=== EXCERPTED PASSAGE ===
——————————

Day 1 - We all met in the Edinburgh University library for a practical Conservation session. We were divided into small groups that included an embroiderer/quilter with 2-3 students; this gave us the opportunity to get to know each other whilst studying pieces in the collection and making stuffed mounts for the garments and embroideries.


Day 2 - We all reconveened at Edinburgh College of Art for a day led by the students. To start with we were taught the basics of computer aided design using Photoshop, we used photographs and sketches taken during day 1 to produce multi-layered designs for sublimation and transfer printing. For most of us this was an exciting new skill to learn and we were all fascinated by the process of heat transferring our designs onto synthetic fabrics.


The students' expertise really showed in their designs but their encouragement and support led to us all achieving a variety of prints to take through to the final day.

Day 3 - This final session was led by the embroiderers/quilters; the students we were working with had previously identified the particular skills they were interested in learning so we were each able to concentrate on a particular technique. Working in our groups we tackled fabric manipulation; quilting; basic embroidery stitches; insertion stitches/faggoting; crochet; felting and tassel making. The students were all very keen to learn and produced a variety of samples that they showed and talked about at a feedback session; they have also produced very interesting blogs to demonstrate the skills they have learned and that form part of their coursework.


During individual interviews we were asked about our paths into embroidery/quilting; how we felt about the skills exchange and what other techniques we would be interested in learning.............. Hopefully a sign of more opportunities to come.



NDS Skills Exchange Workshop (1)


On 17th & 18th June some members of the Guild together with members of Thistle Quilters, were involved in a skills exchange workshop with Lindy Richardson and students from Edinburgh College of Art.


On day 1 we were introduced to the history of the Needlework Development Scheme and told about the re-discovery of a collection of antique textile samples in the college basement. Lindy is now working to research, catalogue and conserve this collection as well as widening its use and exploring embroidery in the 21st century.


Samples are to be remounted onto boards with fabric supports that will allow the items to be viewed and studied with minimal handling; everyone enjoyed getting to know each other whilst stitching and it was interesting to learn about textile conservation techniques.

On the morning of day 2 the textile students took the lead teaching screen printing using screens made from samples in the collection. After a very busy but enjoyable morning we had an impressive selection of prints ready to use in the afternoon.

After lunch it was the turn of the embroiderers and quilters to share their skills as each group made small quilts or embroideries using the printed fabrics.



A Fun Filled Start


Our first meeting of the new session took place on Tuesday 1st September; it was lovely to catch up with old friends and to meet new ones as all the usual administration was dealt with.


Our Chairman Mary welcomed everyone back and encouraged us to sign up to take part in a travelling books project, one of our members has been part of such a project and explained what it entailed and displayed some lovely samples. Sign up has been good so far so watch this space for more details.


It was then time to introduce our speaker for the evening - Jane Campbell-Smith with her 'Flights of fancy'.

——————————

=== SUPPLIED DATA ===
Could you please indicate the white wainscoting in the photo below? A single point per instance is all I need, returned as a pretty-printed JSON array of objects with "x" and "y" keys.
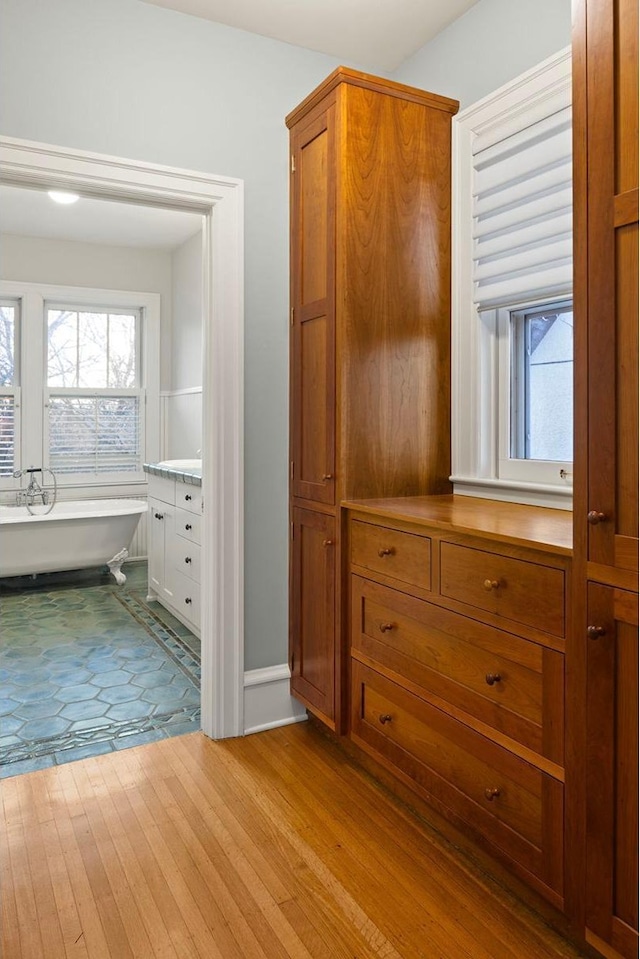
[{"x": 267, "y": 701}]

——————————

=== OBJECTIVE 1 ===
According to the guild blog excerpt, on what dates did the skills exchange workshop with Lindy Richardson take place?
=== OBJECTIVE 2 ===
Say whether each statement agrees with the guild blog excerpt, answering yes or no and quoting the words that decide it: (a) In the workshop under the heading "NDS Skills Exchange Workshop (1)," textile students taught screen printing on day 2. (b) The first meeting of the new session was on Tuesday 1st September. (c) Mary was the speaker for the evening.
=== OBJECTIVE 3 ===
Write out the part of the guild blog excerpt that opens with the words containing "On 17th & 18th" and closes with "textile conservation techniques.".
The listing isn't needed for any of this.

=== EXERCISE SOLUTION 1 ===
17th & 18th June

=== EXERCISE SOLUTION 2 ===
(a) Yes: "On the morning of day 2 the textile students took the lead teaching screen printing using screens made from samples in the collection."
(b) Yes: "Our first meeting of the new session took place on Tuesday 1st September"
(c) No: "It was then time to introduce our speaker for the evening - Jane Campbell-Smith with her 'Flights of fancy'."

=== EXERCISE SOLUTION 3 ===
On 17th & 18th June some members of the Guild together with members of Thistle Quilters, were involved in a skills exchange workshop with Lindy Richardson and students from Edinburgh College of Art.


On day 1 we were introduced to the history of the Needlework Development Scheme and told about the re-discovery of a collection of antique textile samples in the college basement. Lindy is now working to research, catalogue and conserve this collection as well as widening its use and exploring embroidery in the 21st century.


Samples are to be remounted onto boards with fabric supports that will allow the items to be viewed and studied with minimal handling; everyone enjoyed getting to know each other whilst stitching and it was interesting to learn about textile conservation techniques.